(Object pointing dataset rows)
--------------------------------------------------

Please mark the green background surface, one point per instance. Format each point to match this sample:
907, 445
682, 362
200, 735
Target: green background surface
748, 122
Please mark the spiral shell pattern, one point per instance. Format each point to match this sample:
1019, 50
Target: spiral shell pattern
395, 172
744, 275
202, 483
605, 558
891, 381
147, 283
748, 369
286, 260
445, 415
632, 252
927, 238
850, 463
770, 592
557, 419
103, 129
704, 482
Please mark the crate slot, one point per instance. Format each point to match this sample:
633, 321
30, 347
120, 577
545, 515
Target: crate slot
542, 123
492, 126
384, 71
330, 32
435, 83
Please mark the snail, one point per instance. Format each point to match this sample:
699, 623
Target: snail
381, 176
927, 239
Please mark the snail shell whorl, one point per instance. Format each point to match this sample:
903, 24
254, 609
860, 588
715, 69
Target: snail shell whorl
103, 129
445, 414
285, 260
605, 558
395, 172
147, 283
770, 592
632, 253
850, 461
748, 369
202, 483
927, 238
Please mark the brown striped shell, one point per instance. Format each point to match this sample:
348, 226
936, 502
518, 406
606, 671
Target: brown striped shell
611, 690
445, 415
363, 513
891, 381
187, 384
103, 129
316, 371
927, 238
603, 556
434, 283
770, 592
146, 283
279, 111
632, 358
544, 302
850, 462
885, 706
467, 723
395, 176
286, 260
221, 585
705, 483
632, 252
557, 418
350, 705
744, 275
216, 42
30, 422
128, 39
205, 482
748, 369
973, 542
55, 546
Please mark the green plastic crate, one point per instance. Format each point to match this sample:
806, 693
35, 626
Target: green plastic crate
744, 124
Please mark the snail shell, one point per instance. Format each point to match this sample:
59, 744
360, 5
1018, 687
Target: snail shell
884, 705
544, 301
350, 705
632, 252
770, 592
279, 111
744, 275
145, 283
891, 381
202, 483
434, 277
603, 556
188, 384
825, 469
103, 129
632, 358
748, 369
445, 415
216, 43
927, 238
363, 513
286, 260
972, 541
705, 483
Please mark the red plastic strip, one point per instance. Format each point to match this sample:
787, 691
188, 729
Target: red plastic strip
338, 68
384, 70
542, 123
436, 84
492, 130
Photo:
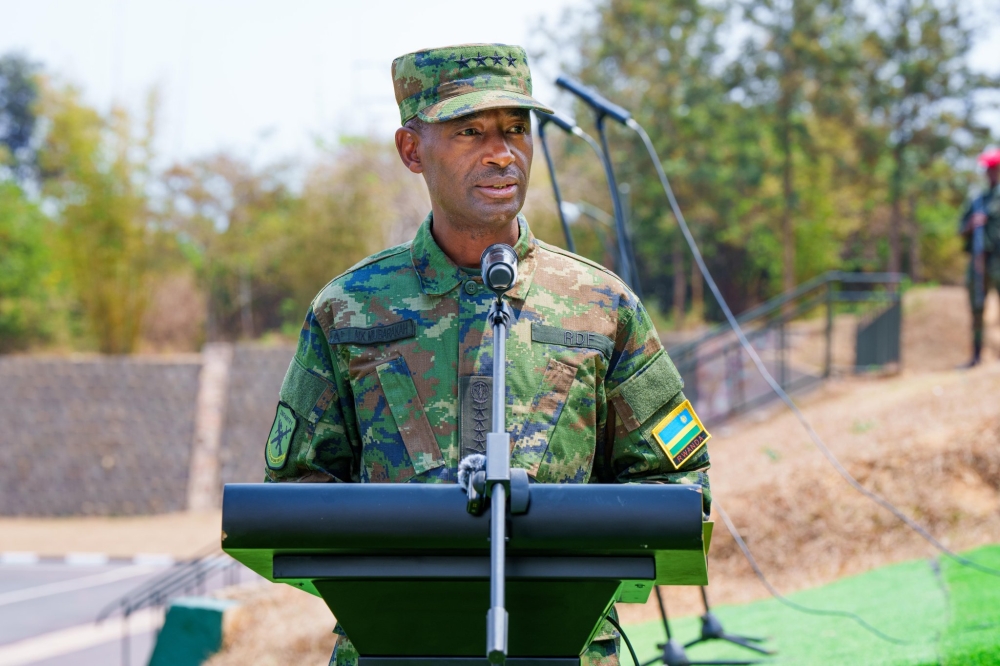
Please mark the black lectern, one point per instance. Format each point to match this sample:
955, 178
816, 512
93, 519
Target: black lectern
406, 569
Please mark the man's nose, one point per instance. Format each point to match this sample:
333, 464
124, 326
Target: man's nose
498, 152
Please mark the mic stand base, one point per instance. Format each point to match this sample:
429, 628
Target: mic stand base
673, 653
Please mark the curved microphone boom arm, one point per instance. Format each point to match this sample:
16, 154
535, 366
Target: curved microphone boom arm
543, 119
603, 108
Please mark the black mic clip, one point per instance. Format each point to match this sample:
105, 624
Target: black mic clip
598, 102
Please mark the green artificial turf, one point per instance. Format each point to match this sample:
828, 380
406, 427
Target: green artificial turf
946, 616
972, 637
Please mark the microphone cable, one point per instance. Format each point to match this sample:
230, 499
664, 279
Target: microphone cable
780, 392
628, 643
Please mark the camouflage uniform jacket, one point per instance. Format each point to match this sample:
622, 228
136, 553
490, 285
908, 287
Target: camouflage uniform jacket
387, 348
382, 387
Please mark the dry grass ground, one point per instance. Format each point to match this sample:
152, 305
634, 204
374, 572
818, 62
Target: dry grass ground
928, 439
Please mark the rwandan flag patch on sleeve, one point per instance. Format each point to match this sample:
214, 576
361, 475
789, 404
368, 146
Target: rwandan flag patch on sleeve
681, 434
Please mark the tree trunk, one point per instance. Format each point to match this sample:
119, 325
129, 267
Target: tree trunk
246, 305
915, 268
680, 286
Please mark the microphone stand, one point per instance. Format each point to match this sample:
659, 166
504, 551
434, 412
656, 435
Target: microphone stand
603, 108
497, 485
625, 255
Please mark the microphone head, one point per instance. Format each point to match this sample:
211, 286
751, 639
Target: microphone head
467, 468
499, 268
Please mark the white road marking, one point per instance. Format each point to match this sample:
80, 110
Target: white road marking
75, 639
74, 584
18, 558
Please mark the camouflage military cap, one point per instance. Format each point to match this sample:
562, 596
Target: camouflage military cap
446, 83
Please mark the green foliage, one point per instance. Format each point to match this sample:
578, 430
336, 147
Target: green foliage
96, 173
24, 271
18, 96
836, 135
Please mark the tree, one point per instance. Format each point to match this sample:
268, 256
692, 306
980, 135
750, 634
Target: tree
24, 272
660, 60
795, 67
920, 92
234, 220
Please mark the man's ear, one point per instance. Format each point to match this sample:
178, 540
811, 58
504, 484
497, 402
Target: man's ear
408, 147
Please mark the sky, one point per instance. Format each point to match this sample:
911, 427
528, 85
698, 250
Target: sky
260, 77
266, 79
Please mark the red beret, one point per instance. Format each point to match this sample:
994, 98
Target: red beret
990, 158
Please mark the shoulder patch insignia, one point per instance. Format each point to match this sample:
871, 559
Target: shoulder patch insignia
280, 437
374, 335
681, 434
551, 335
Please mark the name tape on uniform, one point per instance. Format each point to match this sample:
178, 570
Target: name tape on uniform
681, 434
374, 335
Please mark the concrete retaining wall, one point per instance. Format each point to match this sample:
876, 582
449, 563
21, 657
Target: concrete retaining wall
114, 436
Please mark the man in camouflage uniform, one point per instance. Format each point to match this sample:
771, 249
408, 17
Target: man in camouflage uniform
984, 268
392, 380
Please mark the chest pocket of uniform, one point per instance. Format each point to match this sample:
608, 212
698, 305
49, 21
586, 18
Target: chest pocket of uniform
396, 436
556, 443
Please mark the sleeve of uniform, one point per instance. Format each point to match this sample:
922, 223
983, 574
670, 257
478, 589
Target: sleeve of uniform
310, 438
643, 389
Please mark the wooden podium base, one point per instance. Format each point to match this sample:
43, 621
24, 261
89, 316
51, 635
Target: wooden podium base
463, 661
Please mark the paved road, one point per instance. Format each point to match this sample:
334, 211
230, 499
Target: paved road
47, 613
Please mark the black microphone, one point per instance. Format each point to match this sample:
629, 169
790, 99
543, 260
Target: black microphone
499, 268
594, 99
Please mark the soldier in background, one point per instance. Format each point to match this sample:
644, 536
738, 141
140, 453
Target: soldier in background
392, 380
981, 228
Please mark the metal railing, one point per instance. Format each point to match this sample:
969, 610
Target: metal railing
209, 569
720, 380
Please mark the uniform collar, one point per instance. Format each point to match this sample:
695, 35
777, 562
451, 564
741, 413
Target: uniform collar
438, 274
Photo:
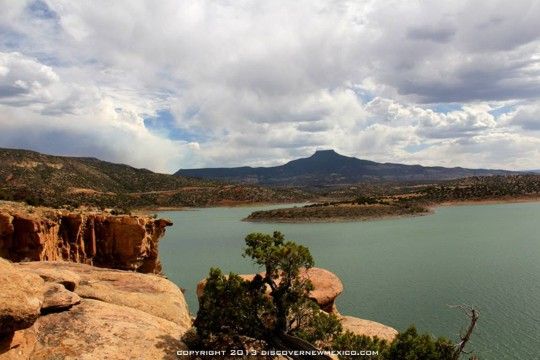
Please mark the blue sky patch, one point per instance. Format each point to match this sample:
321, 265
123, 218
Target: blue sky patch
164, 124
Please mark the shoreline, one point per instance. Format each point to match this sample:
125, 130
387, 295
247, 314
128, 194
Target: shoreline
432, 208
338, 219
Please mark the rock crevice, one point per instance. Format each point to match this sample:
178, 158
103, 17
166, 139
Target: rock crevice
125, 242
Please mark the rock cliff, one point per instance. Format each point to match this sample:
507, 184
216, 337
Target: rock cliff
61, 310
90, 237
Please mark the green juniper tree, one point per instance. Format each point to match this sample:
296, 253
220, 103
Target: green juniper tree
274, 309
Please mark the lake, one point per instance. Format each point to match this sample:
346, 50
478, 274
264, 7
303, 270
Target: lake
396, 271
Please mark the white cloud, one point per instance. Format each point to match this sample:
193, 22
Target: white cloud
263, 82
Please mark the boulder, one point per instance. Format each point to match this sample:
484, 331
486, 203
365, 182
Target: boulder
98, 330
21, 298
110, 314
368, 328
152, 294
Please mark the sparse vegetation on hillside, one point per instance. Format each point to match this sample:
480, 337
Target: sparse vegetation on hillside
55, 181
370, 202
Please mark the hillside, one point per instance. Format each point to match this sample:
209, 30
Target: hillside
57, 180
327, 167
371, 203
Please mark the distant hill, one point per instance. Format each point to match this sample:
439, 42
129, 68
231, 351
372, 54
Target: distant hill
57, 180
326, 167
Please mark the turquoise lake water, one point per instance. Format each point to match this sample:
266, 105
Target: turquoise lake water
397, 271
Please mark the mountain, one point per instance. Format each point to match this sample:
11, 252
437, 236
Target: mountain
326, 167
58, 180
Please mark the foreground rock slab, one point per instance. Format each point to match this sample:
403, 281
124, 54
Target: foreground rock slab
21, 298
152, 294
98, 330
106, 314
368, 328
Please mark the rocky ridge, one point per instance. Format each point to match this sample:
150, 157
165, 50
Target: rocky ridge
90, 237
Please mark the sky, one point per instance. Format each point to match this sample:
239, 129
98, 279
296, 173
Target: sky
176, 84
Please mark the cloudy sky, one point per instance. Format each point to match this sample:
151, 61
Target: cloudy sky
178, 84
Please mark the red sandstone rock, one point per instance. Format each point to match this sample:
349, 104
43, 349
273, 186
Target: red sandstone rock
109, 314
96, 238
368, 328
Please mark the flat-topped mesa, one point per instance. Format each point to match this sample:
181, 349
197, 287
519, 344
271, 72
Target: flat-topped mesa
125, 242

--------------------------------------------------

▶ _TASK STATEMENT_
Rewrite the listing from the line with "Please mark the flat-topped" through the end, including both of those lines and the requests. Multiply each answer coordinate by 1.55 and round to whole numbers with halves going up, but keep the request lines and their sample points unchanged.

▶ _COMPLETE OUTPUT_
Please mark the flat-topped mesa, one point per instance. Format each point to match this sample:
181, 349
197, 287
519, 344
271, 72
Target: flat-topped mesa
194, 375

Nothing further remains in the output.